→ **Given records**
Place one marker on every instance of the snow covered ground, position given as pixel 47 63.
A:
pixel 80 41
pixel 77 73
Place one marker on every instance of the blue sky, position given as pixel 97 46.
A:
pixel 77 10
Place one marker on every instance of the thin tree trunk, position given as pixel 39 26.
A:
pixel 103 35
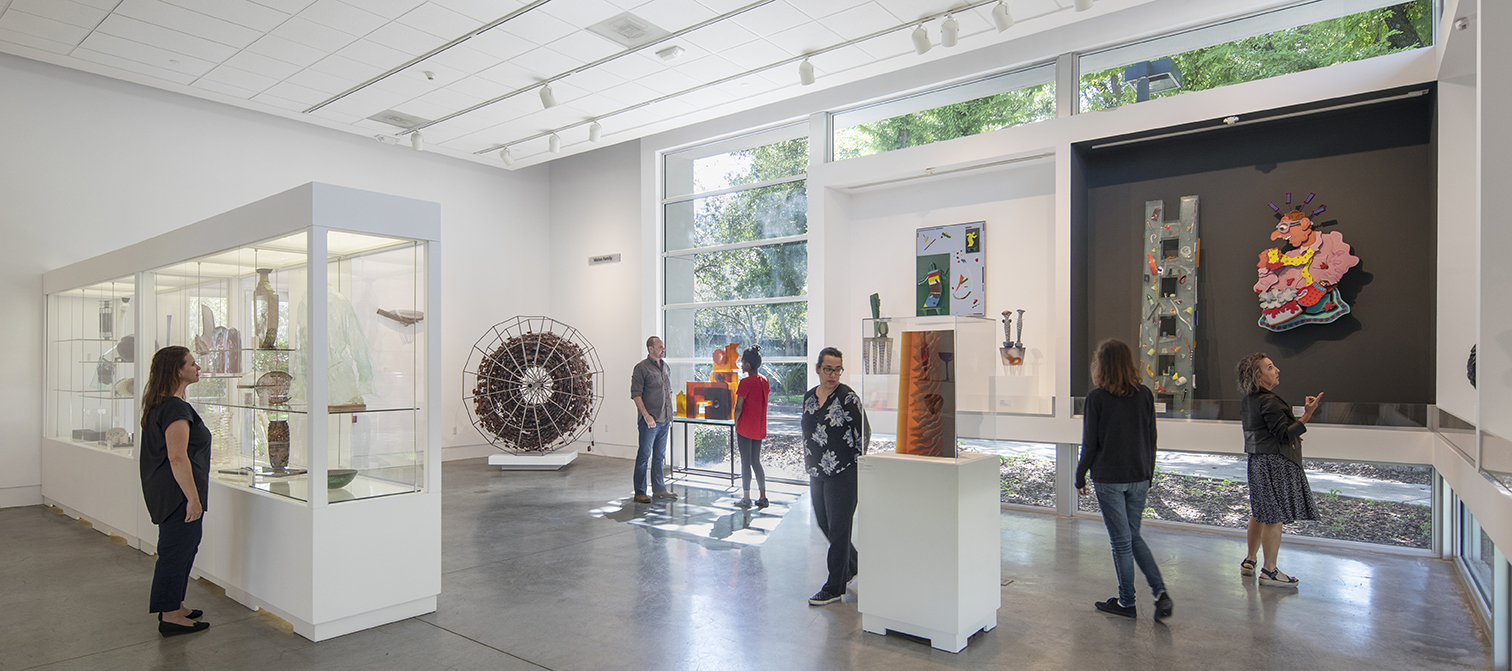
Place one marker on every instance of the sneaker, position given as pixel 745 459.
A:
==
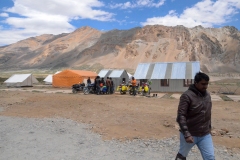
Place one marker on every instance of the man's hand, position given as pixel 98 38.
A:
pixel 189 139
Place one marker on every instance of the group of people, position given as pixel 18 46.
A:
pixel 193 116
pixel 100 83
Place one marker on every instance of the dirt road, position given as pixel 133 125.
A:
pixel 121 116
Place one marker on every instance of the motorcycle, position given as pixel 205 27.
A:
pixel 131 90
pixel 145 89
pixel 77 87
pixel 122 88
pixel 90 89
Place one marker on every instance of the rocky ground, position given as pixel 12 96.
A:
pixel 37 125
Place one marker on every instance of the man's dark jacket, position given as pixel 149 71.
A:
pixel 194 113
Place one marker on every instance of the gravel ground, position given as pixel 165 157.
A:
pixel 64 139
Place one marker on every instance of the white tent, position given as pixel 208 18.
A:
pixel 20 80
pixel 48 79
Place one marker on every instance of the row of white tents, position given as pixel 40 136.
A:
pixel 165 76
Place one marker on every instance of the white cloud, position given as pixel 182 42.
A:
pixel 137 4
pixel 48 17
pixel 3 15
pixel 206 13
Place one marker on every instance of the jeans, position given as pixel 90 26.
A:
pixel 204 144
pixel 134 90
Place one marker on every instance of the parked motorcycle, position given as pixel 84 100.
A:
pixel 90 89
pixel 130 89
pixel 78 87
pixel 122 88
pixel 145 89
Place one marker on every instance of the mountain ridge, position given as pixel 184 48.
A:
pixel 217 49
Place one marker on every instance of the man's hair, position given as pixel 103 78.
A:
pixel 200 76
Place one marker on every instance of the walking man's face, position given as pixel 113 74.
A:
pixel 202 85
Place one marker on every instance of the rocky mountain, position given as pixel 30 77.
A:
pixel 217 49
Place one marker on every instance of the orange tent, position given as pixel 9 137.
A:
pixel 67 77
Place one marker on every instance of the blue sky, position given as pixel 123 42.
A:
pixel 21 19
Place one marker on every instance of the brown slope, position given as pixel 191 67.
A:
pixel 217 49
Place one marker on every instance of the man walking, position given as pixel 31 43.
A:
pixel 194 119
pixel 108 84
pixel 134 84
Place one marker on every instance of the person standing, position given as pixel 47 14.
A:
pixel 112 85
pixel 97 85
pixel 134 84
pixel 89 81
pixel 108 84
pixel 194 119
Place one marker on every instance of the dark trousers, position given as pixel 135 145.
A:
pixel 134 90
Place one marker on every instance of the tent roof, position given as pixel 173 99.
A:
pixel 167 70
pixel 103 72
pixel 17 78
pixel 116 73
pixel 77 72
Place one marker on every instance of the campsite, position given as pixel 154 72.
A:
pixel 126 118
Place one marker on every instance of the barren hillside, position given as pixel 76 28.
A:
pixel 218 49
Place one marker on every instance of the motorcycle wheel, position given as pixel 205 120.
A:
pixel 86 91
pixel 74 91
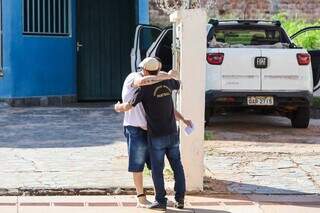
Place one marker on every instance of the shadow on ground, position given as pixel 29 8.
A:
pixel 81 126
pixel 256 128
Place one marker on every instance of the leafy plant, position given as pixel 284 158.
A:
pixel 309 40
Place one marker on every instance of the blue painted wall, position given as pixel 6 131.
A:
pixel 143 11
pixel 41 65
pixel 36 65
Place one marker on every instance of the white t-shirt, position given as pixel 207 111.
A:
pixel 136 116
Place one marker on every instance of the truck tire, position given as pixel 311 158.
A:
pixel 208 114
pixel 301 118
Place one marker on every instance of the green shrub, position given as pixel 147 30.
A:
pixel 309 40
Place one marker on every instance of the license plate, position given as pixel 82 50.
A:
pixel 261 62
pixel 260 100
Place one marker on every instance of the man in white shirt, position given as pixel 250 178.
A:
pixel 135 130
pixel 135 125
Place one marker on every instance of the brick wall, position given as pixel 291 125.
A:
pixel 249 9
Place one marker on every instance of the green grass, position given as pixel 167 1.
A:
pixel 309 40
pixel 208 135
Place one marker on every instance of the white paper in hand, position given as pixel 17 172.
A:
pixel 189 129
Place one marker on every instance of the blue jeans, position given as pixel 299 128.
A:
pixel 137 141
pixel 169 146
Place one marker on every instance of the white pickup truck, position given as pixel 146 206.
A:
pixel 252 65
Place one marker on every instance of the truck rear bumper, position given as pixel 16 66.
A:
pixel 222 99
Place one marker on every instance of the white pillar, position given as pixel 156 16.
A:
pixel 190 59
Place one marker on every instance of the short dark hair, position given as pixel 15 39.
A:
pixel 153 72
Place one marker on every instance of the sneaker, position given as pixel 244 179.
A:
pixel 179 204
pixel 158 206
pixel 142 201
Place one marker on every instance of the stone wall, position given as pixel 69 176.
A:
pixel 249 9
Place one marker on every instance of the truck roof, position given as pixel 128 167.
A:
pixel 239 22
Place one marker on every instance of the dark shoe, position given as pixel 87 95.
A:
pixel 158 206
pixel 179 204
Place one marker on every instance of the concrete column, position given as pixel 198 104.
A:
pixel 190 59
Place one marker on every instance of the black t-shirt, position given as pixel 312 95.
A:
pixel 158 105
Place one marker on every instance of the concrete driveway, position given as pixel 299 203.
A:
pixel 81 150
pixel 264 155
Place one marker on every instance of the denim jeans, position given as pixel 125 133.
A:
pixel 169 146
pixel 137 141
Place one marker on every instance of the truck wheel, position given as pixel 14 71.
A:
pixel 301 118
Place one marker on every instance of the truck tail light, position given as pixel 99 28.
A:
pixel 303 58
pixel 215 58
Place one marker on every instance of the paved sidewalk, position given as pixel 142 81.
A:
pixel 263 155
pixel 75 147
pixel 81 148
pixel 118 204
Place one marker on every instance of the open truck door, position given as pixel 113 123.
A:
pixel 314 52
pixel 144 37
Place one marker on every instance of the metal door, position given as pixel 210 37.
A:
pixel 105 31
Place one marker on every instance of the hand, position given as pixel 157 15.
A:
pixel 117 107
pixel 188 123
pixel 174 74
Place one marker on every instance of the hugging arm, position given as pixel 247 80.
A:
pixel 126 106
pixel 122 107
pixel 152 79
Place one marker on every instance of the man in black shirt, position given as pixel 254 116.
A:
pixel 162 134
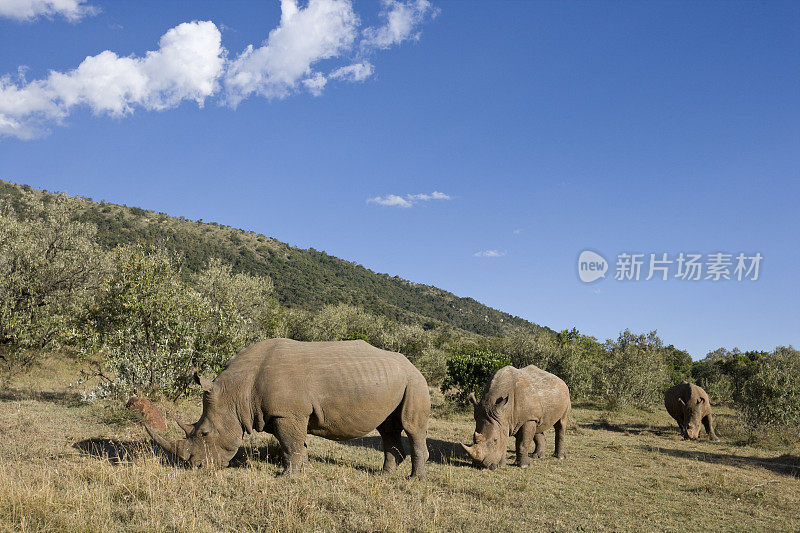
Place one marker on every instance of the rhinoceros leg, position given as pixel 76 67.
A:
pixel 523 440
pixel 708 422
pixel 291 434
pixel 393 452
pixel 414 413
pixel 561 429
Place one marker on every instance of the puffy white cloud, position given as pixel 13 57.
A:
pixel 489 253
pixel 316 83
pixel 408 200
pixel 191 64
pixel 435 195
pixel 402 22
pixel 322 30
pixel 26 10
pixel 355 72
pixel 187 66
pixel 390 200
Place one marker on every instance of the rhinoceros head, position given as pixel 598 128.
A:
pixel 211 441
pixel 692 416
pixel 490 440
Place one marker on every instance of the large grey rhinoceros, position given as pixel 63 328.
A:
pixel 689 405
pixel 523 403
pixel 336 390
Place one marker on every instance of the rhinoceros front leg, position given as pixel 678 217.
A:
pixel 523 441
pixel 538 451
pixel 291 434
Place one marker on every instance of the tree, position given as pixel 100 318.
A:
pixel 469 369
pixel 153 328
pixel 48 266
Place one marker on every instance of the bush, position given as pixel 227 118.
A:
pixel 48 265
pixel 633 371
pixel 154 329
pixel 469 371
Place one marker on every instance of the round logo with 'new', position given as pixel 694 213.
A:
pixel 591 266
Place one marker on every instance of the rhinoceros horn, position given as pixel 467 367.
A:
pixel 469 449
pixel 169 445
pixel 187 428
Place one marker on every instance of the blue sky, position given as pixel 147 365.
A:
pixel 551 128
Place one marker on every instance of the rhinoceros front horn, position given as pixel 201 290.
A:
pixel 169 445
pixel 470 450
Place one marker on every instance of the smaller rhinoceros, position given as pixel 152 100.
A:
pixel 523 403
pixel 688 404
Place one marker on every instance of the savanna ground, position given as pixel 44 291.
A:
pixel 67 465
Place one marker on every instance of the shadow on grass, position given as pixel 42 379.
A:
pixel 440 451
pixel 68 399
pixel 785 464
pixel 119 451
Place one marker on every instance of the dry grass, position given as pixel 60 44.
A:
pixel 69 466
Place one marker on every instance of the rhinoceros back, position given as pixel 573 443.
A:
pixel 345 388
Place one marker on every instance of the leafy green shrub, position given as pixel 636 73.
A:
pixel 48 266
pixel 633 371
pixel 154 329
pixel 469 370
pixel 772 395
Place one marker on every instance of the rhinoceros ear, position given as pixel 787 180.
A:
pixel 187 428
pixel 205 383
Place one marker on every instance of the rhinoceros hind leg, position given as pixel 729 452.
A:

→ **What the task asks**
Using the entries above, copy out all lines that contain the string "sneaker".

→ **Response for this exercise**
Place one marker on every instance of the sneaker, position given as pixel 745 459.
Place one marker on every instance of the sneaker, position given as pixel 244 179.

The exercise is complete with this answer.